--- GIVEN TEXT ---
Start of Block

Cause: Inflammation of the tendon (tendinitis) occurs upon repeated uniform (over)loads. Microscopic ruptures can thus occur in the tendon and in particular at the point of attachment, which causes inflammation. Inflammation of the tendon is a warning that the activity is too strenuous on the particular muscle tendon, and that if the load is not reduced a rupture may occur with a significantly longer subsequent rehabilitation period. The adductor longus muscle, which feels like a firm string in the groin, is one of the adductor muscles, that are most frequently damaged. The muscle is especially susceptible to injury in sports characterized by activity with sprinting with sudden directional changes, a lot of weight training and modest agility training (soccer, hockey), while it is very rarely seen in sports where there is typically great agility (gymnastics). In some cases the inflammation can spread to the fastening of the abdominal muscle on the pubic bone and to the pubic bone joint (symphysis).
Symptoms: Pain when applying pressure along the tendon, worsening upon stretching and activation of the muscle tendon (closing of stretched legs against resistance).
Examination: In light cases medical examination in not necessarily required. Severe cases or cases not improved by treatment should be evaluated by a doctor so that a precise diagnosis can be made. A normal medical examination is usually sufficient in order to make the diagnosis. If in the medical examination there is pain when applying pressure on the muscle attachment point in the groin, and aggravation at the same location upon stretching and activation of the adductor, there is hardly any doubt about the diagnosis. The diagnosis of groin pain can be particularly difficult (article) However, if there is any doubt concerning the diagnosis an ultrasound scan can be performed. Ultrasound is well suited to evaluate the muscles in the area.
Treatment: Since tendinitis of the adductor (M adductor longus) in the thigh is one of the sports injuries with the highest risk of becoming chronic, it is imperative that treatment starts as soon as the first symptoms are felt (and not after months of increasing discomfort). The treatment involves relief, stretching and slowly increasing load within the pain threshold (article). Ice treatment should be used after training if tenderness is felt in the groin. If there is a lack of progress with relief and rehabilitation, medical treatment in the form of rheumatic medicine (NSAID) or the injection of corticosteroid around the inflamed part of the tendon may be considered. The injection of corticosteroid is always part of long-term rehabilitation of a very serious chronic injury. It is therefore necessary that the rehabilitation period after the injection treatment stretches over several months to reduce the risk of relapse and ruptures. The tendon can naturally not sustain maximal load after a long-term injury period and only a short-term rehabilitation period. It is not unusual for rehabilitation to stretch over six months, before maximal load in the form of running with directional change is permitted. In cases where there is lack of progress after rehabilitation and conservative treatment, operative treatment can be attempted. The long-term results of operations are often disappointing.
Complications: If satisfactory progress is not achieved, it should be considered whether the diagnosis is correct or whether complications have arisen. In particular the following should be considered:
Special: Shock absorbing shoes or indlays will reduce the load in the groin. In case of lack of progress or relapse after successful rehabilitation, a running style analysis can be considered to evaluate whether correction of the running style should be recommended.

End of Block

--- Dataset entries ---
Start of Block

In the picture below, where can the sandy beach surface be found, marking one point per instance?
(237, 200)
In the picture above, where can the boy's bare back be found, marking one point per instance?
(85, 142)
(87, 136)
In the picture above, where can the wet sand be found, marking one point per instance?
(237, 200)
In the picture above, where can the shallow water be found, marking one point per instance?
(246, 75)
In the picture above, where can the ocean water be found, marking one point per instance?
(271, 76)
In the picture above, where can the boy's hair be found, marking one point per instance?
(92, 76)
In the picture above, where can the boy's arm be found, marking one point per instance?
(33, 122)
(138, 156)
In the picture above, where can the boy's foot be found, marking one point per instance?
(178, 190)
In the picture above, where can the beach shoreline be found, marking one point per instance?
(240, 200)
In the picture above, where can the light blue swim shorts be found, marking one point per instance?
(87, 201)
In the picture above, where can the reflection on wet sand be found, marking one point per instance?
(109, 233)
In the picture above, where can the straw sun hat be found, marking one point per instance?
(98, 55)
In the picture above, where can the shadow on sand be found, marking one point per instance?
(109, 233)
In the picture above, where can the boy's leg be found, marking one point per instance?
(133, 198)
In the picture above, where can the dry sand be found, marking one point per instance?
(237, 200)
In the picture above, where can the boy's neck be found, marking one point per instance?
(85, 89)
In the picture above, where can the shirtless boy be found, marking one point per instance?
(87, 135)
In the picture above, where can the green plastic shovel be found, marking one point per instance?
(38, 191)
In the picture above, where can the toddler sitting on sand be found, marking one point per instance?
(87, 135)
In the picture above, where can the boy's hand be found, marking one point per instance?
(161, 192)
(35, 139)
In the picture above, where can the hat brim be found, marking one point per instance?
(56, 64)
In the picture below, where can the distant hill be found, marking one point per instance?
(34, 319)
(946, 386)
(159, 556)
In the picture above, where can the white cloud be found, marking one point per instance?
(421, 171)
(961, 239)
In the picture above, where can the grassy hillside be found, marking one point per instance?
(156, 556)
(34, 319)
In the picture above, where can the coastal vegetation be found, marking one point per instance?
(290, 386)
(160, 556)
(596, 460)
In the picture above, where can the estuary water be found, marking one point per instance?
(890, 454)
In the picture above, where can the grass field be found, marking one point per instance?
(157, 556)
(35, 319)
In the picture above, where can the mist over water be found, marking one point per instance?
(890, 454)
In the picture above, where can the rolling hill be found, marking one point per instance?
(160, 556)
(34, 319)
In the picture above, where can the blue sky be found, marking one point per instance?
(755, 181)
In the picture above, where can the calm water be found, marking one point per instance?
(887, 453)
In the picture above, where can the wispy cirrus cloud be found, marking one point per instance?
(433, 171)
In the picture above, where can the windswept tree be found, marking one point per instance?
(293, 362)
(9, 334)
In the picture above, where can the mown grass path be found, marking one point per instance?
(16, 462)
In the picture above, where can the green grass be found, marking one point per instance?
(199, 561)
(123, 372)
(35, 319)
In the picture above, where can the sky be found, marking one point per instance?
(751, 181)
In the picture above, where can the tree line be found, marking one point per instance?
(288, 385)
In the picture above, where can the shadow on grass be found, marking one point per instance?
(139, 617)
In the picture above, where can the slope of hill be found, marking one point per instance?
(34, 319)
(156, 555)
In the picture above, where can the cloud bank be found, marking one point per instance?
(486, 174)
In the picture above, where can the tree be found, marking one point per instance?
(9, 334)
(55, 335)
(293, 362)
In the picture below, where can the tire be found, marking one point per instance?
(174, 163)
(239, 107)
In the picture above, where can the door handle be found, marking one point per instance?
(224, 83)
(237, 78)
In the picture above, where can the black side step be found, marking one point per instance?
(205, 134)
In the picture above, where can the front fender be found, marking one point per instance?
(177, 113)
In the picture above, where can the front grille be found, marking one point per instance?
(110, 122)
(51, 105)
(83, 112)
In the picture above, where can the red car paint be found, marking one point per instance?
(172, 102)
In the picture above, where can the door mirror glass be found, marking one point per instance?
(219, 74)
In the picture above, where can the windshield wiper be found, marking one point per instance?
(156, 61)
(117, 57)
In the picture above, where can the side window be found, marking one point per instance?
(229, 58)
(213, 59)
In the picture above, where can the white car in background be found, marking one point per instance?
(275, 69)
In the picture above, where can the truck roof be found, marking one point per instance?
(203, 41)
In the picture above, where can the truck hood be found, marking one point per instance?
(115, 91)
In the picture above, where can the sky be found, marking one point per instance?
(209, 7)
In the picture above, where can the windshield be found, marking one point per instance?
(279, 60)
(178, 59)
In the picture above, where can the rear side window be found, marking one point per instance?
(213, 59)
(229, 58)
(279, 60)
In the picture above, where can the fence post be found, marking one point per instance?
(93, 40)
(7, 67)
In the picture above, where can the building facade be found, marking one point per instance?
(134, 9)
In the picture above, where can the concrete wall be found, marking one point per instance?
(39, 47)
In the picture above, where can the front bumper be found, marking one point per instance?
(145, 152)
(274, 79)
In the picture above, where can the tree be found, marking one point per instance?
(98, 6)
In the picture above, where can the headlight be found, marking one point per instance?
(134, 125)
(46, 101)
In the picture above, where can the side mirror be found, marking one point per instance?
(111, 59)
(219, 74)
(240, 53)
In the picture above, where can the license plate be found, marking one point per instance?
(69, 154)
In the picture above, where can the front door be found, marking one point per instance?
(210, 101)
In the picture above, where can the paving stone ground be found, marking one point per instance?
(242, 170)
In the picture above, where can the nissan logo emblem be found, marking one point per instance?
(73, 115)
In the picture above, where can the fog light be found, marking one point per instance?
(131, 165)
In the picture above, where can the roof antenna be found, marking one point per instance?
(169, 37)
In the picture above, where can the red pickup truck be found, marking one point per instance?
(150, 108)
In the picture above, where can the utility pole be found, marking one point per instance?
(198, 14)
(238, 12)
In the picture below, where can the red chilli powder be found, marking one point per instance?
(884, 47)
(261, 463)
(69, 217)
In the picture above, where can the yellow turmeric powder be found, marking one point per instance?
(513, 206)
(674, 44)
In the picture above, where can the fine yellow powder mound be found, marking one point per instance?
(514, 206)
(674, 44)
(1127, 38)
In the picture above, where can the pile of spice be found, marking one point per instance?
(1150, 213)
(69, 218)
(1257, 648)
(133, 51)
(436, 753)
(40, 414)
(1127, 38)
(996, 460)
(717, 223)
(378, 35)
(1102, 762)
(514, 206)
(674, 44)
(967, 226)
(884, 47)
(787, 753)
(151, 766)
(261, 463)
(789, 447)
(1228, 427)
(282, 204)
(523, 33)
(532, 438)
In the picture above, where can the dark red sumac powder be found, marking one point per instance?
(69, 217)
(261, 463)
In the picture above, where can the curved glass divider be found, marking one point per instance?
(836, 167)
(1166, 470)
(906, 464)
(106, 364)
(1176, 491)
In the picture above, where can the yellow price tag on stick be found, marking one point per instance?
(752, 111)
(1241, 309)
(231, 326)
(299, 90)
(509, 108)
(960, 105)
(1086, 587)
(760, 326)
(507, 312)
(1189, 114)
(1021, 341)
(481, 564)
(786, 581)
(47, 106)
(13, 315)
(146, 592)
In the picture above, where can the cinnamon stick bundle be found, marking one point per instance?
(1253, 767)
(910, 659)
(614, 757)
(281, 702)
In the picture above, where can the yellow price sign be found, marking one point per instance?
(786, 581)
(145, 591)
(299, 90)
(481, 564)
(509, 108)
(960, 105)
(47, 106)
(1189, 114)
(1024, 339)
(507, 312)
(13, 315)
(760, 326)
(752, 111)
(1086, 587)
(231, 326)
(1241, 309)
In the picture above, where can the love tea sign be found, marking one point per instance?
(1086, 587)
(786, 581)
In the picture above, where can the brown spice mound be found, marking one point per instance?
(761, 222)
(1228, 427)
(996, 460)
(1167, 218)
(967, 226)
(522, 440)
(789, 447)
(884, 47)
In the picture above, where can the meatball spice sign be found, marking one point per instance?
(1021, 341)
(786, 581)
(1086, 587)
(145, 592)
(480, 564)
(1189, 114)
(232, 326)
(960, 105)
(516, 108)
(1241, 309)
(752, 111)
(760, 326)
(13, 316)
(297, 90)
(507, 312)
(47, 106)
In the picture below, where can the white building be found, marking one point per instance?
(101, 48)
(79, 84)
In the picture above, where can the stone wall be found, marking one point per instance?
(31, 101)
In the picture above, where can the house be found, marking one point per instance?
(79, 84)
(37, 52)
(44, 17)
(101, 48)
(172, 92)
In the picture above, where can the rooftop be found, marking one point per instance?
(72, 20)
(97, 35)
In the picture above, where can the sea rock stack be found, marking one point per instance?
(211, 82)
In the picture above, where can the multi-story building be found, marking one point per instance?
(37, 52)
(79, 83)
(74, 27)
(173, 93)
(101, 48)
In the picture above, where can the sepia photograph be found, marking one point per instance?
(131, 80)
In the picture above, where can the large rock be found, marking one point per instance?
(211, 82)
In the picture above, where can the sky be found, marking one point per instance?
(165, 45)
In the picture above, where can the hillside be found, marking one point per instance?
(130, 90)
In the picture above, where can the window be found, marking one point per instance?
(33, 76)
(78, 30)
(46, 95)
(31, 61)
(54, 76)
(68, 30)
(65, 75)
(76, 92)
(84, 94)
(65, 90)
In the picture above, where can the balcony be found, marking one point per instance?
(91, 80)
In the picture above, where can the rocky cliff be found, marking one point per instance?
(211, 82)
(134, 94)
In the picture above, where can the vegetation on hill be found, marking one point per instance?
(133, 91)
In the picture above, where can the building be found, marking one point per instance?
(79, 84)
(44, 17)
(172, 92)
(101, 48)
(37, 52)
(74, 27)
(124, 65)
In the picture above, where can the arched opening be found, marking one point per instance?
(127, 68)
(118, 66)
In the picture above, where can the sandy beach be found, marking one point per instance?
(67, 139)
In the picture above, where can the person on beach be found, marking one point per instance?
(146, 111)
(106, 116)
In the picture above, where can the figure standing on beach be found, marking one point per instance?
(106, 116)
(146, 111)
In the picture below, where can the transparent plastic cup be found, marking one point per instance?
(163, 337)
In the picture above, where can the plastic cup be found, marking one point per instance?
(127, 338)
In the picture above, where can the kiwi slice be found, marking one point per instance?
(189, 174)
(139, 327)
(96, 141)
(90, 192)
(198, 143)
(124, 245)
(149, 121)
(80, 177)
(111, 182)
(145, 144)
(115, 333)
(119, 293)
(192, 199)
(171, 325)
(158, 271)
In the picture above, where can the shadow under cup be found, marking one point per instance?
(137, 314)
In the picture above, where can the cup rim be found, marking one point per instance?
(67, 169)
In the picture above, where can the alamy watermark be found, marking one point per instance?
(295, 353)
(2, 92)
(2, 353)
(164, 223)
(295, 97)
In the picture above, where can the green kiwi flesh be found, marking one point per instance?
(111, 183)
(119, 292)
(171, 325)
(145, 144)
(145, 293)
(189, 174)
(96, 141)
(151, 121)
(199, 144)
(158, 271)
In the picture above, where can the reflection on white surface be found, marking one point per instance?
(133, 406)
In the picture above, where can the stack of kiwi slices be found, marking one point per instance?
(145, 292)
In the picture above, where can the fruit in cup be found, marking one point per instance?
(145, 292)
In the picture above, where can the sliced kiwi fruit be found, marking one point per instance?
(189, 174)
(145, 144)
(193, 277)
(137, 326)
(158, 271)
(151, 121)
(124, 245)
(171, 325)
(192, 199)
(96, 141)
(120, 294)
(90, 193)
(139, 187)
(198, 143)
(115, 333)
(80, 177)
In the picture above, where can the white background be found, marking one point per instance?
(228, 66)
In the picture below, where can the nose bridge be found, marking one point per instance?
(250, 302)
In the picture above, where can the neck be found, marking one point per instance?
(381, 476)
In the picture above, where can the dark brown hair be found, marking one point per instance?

End of Block

--- PROMPT ---
Say whether each statement agrees with the text on adductor tendinitis, answering yes or no and quoting the deciding words of the text: (a) Injury to the adductor longus is very rarely seen in gymnastics. (b) An ultrasound scan is required to make the diagnosis. (c) Operations usually give good long-term results. The rows have no role here.

--- ANSWER TO THE EXERCISE ---
(a) Yes: "while it is very rarely seen in sports where there is typically great agility (gymnastics)"
(b) No: "A normal medical examination is usually sufficient in order to make the diagnosis."
(c) No: "The long-term results of operations are often disappointing."